▶ Exercise requirements: Copy each of the rows below word for word, in the order given.

▶ Entries provided:
- - -

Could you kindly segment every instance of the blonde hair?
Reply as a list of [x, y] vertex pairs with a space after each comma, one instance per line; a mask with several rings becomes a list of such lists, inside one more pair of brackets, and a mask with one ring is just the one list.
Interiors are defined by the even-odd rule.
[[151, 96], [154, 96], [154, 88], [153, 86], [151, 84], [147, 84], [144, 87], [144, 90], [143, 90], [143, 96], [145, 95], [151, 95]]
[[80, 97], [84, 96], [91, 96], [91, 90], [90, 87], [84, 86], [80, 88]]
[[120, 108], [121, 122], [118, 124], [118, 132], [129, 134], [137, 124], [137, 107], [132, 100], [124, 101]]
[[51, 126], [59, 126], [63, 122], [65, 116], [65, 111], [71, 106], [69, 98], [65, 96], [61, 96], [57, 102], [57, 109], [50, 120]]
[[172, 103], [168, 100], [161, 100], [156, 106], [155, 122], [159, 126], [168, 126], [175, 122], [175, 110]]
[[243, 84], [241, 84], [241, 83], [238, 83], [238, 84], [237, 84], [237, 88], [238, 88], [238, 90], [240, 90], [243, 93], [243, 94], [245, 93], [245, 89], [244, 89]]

- - -

▶ Output of the task:
Could you kindly segment every instance of the blonde hair?
Reply as a list of [x, y] vertex pairs with a space after each comma, one instance per line; a mask with several rings becomes a list of such lists, inside one more pair of brackets, and a mask with one ring is just the one list.
Interiors are defined by the even-odd rule.
[[151, 96], [154, 96], [154, 88], [153, 86], [151, 84], [147, 84], [144, 87], [144, 90], [143, 90], [143, 96], [145, 95], [151, 95]]
[[80, 97], [84, 96], [91, 96], [91, 90], [90, 87], [84, 86], [80, 88]]
[[120, 108], [121, 122], [118, 124], [118, 132], [129, 134], [137, 124], [137, 107], [132, 100], [124, 101]]
[[51, 126], [59, 126], [63, 122], [65, 116], [65, 111], [71, 106], [69, 98], [65, 96], [61, 96], [57, 102], [57, 109], [50, 120]]
[[172, 103], [168, 100], [161, 100], [156, 106], [155, 122], [159, 126], [168, 126], [175, 122], [175, 110]]
[[243, 84], [241, 84], [241, 83], [238, 83], [238, 84], [237, 84], [237, 88], [238, 88], [238, 90], [240, 90], [243, 93], [243, 94], [245, 93], [245, 89], [244, 89]]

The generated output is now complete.